● Data extracts:
============================================================

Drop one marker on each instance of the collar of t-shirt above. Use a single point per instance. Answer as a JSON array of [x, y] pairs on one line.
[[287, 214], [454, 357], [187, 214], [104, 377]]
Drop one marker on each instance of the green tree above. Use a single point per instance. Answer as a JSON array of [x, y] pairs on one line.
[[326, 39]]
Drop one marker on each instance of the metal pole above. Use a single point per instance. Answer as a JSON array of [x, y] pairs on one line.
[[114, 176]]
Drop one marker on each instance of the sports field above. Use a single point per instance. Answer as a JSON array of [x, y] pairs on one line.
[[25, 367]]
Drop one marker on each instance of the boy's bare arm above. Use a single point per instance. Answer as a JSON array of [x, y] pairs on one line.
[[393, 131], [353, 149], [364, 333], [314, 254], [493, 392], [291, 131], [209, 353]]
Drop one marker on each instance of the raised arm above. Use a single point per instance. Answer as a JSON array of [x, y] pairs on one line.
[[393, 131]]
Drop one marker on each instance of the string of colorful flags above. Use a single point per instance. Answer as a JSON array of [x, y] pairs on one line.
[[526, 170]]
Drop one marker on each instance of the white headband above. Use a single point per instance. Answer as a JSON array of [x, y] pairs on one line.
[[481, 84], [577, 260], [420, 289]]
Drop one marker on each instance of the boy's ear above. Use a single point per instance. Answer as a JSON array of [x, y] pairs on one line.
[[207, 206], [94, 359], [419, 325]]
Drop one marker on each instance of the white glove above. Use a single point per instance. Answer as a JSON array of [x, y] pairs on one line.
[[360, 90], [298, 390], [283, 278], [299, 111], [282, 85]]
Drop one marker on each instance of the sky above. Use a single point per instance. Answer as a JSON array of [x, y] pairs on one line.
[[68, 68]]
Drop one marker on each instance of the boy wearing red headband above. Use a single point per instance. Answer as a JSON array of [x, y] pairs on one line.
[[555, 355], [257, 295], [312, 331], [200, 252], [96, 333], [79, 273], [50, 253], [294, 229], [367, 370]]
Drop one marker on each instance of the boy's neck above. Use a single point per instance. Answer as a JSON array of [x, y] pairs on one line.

============================================================

● Task:
The records must be given again in full, exactly as they were written.

● Exercise output:
Drop one marker on each instance of the collar of t-shirt above. Use a single point per instance. Answer as a JSON array of [x, y] pairs on one line.
[[287, 214], [454, 357], [187, 214], [104, 377]]
Drop one marker on each instance of the green tree above. Use a single point per instance. Answer as a JSON array of [x, y] pairs on one line.
[[326, 39]]
Drop one marker on each instance of the metal pole above. Use a single point per instance. Answer as a JSON array of [x, y] pairs on one line.
[[114, 176]]
Drop one marker on each instance of the sports field above. Use a single point per instance. Answer as a JSON array of [x, y] pairs on one line.
[[25, 367]]
Drop one marker on each instance of the boy's bare arm above. Use a single point per instance. Answer as a JSON array of [x, y] pairs on one line.
[[393, 131], [353, 149], [364, 333], [314, 254], [493, 392], [291, 131], [209, 353]]
Drop one marker on each instance of the raised arm above. Use a single point per instance. Answer as a JSON array of [x, y] pairs on one line.
[[393, 131]]
Drop one marker on each instance of the string of colorful flags above. Use a single point per instance. Answer as a JSON array of [x, y] pairs on one line.
[[526, 170]]
Drop one marker on each instance of the white headband above. Use a single point per instance. Answer as a JSON array of [x, y] pairs on one line.
[[481, 84], [577, 260], [420, 289]]
Drop one marker on each instance of the boy's ear above. Use a single point per instance. Answer as a JSON array of [x, y] pairs on one line.
[[207, 206], [94, 359], [419, 325]]
Drop one marker on each instance of the white glove above. Use a single point per instance. Answer as a JSON array of [x, y] pairs on one line.
[[360, 90], [298, 390], [283, 278], [299, 111], [282, 85]]
Drop one marker on each instance of the sky above. Use a single point per instance. Answer as a JSON array of [x, y] pairs on one line.
[[68, 68]]
Drop one marker on each instance of the boy wearing red headband above. Use a single point per instance. Answer as a JSON array of [x, y] pairs on one line.
[[555, 355], [257, 295], [312, 331], [200, 252], [96, 333], [79, 273], [50, 253], [294, 229], [367, 370]]
Drop one marker on each instance of the boy's neck above. Use a single point per instance. Answer as a JSON array of [x, y] pairs on one line.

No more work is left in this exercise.